| Excerpted text |
━━━━━━━━

Grokbase Groups Hive user March 2009
FAQ
Since Hive does not have an ORDER BY...yet what is the solution for getting
the top 10 rows based on a field without having your client in thrift
getting too much data back? Seems like it is possible to actually get too
much data but unfortunately you have to get all rows and sort by yourself.

Suhail

Search Discussions

  • Zheng Shao at Mar 26, 2009 at 1:43 am
    There is a SORT BY.

    You can do:
    SELECT * FROM tableA SORT BY c1 DESC;

    Then each of the partition will be sorted.

    However in order to get the global 10, we will need to do LIMIT 10 on top of
    that. LIMIT 10 and SORT BY do not work exactly as the user wants now.


    Zheng
    On Wed, Mar 25, 2009 at 3:23 PM, Suhail Doshi wrote:

    Since Hive does not have an ORDER BY...yet what is the solution for getting
    the top 10 rows based on a field without having your client in thrift
    getting too much data back? Seems like it is possible to actually get too
    much data but unfortunately you have to get all rows and sort by yourself.

    Suhail


    --
    Yours,
    Zheng
  • Suhail Doshi at Mar 26, 2009 at 4:03 am
    Ah okay, I guess I can simply just not do fetchAll() to grab the global ten
    so I do not mistakenly grab too much data.

    Suhail
    On Wed, Mar 25, 2009 at 6:43 PM, Zheng Shao wrote:

    There is a SORT BY.

    You can do:
    SELECT * FROM tableA SORT BY c1 DESC;

    Then each of the partition will be sorted.

    However in order to get the global 10, we will need to do LIMIT 10 on top
    of that. LIMIT 10 and SORT BY do not work exactly as the user wants now.


    Zheng
    On Wed, Mar 25, 2009 at 3:23 PM, Suhail Doshi wrote:

    Since Hive does not have an ORDER BY...yet what is the solution for
    getting the top 10 rows based on a field without having your client in
    thrift getting too much data back? Seems like it is possible to actually get
    too much data but unfortunately you have to get all rows and sort by
    yourself.

━━━━━━━━

Stored data entries
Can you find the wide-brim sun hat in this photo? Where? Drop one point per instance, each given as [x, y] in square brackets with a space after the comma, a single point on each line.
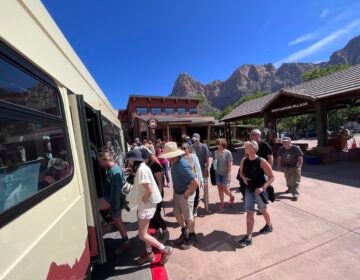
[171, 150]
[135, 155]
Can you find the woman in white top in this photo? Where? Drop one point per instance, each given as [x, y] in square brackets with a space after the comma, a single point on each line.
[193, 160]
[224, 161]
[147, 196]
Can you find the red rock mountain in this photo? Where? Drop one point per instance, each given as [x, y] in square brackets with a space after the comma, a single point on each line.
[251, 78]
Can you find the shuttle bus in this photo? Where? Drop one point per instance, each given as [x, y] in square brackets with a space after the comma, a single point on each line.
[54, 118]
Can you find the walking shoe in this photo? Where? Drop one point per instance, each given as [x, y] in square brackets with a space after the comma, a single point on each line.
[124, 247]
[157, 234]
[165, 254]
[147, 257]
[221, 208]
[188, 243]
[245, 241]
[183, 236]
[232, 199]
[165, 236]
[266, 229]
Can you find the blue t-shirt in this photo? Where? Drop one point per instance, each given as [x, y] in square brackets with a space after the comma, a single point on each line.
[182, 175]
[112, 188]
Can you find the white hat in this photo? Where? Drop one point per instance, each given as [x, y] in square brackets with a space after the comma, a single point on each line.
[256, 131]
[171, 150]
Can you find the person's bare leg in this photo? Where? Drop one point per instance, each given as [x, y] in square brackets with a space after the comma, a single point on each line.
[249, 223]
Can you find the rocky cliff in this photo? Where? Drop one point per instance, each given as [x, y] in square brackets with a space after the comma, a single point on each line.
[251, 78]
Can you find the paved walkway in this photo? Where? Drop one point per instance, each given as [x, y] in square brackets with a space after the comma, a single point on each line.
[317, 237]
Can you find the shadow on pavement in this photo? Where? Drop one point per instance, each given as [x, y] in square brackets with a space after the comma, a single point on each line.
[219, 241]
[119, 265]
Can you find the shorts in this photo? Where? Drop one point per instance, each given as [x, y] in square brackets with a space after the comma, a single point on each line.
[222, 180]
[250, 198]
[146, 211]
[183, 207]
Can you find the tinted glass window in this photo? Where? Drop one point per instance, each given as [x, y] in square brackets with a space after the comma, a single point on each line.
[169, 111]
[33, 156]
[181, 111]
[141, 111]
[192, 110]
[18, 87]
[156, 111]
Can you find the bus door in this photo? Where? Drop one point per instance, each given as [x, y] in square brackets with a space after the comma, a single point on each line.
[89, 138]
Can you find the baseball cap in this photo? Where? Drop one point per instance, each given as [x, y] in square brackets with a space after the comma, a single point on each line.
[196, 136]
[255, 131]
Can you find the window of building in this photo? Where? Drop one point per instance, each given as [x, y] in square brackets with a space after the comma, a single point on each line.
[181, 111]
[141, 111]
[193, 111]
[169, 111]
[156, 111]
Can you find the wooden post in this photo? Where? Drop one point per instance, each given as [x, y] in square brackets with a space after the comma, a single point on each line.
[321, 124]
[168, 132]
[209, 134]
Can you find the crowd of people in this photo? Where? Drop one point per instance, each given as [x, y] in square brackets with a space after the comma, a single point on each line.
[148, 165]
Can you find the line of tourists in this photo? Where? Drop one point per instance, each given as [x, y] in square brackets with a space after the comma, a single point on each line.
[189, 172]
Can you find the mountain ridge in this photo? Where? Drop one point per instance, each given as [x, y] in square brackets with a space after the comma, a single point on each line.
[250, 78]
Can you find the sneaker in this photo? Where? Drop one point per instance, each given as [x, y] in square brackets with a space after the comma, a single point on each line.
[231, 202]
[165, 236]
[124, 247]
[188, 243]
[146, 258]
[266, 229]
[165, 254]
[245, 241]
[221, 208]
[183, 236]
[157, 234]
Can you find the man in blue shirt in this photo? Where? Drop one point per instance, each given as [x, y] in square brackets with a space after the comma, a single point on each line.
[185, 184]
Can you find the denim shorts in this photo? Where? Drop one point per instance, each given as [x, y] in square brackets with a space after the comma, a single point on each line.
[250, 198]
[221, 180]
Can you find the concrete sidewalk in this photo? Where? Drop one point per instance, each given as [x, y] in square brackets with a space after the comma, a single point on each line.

━━━━━━━━

| What the task requires |
Could you extend the mailing-list thread about getting the top 10 rows in Hive, starting after its final sentence?

| Output of the task |
    Suhail


    --
    Yours,
    Zheng


    --
    http://mixpanel.com
    Blog: http://blog.mixpanel.com
  • Jeff Hammerbacher at Mar 26, 2009 at 5:50 pm
    Hey Zheng,

    What is the timeline and priority for doing a total ordering for ORDER BY
    support?

    Thanks,
    Jeff
    On Wed, Mar 25, 2009 at 9:02 PM, Suhail Doshi wrote:

    Ah okay, I guess I can simply just not do fetchAll() to grab the global ten
    so I do not mistakenly grab too much data.

    Suhail

    On Wed, Mar 25, 2009 at 6:43 PM, Zheng Shao wrote:

    There is a SORT BY.

    You can do:
    SELECT * FROM tableA SORT BY c1 DESC;

    Then each of the partition will be sorted.

    However in order to get the global 10, we will need to do LIMIT 10 on top
    of that. LIMIT 10 and SORT BY do not work exactly as the user wants now.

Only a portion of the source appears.